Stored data
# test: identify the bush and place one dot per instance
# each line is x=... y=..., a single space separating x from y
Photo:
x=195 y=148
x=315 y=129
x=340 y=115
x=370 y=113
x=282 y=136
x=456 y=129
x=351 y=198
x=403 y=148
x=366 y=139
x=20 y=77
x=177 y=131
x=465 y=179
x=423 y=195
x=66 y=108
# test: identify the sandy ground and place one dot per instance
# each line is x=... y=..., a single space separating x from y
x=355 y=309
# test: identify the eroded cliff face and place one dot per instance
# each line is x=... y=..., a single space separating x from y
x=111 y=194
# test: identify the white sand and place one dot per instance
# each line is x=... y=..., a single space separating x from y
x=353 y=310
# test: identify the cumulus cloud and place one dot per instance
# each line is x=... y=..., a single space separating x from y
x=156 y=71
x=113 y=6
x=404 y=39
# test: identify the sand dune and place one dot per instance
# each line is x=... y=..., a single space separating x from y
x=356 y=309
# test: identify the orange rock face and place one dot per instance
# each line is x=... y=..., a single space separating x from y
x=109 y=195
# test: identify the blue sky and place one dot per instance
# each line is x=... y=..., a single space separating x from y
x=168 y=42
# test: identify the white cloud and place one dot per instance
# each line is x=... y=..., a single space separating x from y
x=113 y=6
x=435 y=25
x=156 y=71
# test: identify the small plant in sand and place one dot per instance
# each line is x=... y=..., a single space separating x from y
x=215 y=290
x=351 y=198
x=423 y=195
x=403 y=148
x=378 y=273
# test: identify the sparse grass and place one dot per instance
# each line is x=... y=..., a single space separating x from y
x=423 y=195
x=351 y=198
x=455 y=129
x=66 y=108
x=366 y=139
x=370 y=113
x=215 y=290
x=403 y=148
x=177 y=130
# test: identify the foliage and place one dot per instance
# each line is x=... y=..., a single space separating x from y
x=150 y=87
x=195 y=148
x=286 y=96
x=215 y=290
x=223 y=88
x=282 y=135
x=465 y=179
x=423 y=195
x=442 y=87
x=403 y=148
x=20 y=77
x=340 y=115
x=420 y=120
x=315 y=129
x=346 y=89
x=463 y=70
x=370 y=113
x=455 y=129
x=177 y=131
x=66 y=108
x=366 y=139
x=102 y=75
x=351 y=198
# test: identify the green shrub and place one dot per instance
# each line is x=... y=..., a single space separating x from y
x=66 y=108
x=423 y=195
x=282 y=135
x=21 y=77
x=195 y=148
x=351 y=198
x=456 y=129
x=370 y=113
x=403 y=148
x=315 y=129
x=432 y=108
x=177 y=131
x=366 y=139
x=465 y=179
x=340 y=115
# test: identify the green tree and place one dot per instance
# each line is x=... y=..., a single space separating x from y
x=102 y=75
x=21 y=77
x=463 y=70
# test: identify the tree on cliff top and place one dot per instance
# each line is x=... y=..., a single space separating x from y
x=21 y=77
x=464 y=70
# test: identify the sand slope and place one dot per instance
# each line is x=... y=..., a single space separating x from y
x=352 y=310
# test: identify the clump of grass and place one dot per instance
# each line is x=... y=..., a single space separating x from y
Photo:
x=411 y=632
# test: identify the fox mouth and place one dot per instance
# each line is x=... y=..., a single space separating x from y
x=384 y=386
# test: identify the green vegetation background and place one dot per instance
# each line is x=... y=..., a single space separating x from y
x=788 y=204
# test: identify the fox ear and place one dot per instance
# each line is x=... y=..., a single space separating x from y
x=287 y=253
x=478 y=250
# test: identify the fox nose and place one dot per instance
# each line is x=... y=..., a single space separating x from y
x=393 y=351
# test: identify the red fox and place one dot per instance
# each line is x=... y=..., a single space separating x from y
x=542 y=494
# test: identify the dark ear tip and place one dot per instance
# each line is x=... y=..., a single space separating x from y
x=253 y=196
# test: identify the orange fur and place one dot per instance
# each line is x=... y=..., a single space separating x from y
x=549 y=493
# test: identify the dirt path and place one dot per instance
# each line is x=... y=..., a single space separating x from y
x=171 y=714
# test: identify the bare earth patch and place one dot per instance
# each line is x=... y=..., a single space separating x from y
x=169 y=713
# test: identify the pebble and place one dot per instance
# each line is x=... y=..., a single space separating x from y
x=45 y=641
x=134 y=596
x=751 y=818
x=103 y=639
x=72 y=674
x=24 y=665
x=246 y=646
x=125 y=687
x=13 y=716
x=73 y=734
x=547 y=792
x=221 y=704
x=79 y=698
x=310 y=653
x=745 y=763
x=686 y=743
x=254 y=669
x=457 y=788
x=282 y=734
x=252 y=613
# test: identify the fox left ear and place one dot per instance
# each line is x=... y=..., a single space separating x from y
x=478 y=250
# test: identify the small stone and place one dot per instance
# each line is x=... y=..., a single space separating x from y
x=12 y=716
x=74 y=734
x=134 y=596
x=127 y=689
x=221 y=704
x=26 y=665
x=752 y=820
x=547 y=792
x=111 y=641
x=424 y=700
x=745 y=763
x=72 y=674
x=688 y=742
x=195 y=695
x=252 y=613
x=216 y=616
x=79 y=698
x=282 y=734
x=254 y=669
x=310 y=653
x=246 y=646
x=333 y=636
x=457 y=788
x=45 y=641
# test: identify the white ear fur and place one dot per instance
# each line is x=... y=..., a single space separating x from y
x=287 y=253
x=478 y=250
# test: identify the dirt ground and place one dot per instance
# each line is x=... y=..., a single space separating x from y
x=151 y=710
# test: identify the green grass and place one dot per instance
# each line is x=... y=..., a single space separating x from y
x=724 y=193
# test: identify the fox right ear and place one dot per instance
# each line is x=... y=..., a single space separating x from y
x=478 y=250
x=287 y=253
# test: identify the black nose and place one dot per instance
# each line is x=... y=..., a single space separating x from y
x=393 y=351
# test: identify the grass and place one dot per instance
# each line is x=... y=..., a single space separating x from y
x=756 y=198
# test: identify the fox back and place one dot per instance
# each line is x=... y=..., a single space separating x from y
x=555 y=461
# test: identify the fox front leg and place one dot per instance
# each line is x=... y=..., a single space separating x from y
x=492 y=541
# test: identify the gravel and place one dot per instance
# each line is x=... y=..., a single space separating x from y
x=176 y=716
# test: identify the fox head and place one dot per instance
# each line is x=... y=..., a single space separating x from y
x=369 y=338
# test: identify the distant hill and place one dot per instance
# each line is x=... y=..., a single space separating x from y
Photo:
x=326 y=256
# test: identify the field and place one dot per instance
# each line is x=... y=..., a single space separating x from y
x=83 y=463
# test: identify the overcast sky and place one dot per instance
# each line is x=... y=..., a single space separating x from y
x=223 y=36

* [Your goal]:
Rescale everything from the line containing "# test: identify the red" down to the line containing "x=253 y=196", and give only those lines again, requests included. Multiply each x and y coordinate by 0.25 and round to a whole number, with halves going up.

* [Answer]:
# test: identify the red fox and place one dot per instance
# each line is x=... y=..., a single space separating x from y
x=136 y=124
# test: identify the dark ear tip and place one dot per instance
# each line is x=... y=..., a single space separating x from y
x=63 y=49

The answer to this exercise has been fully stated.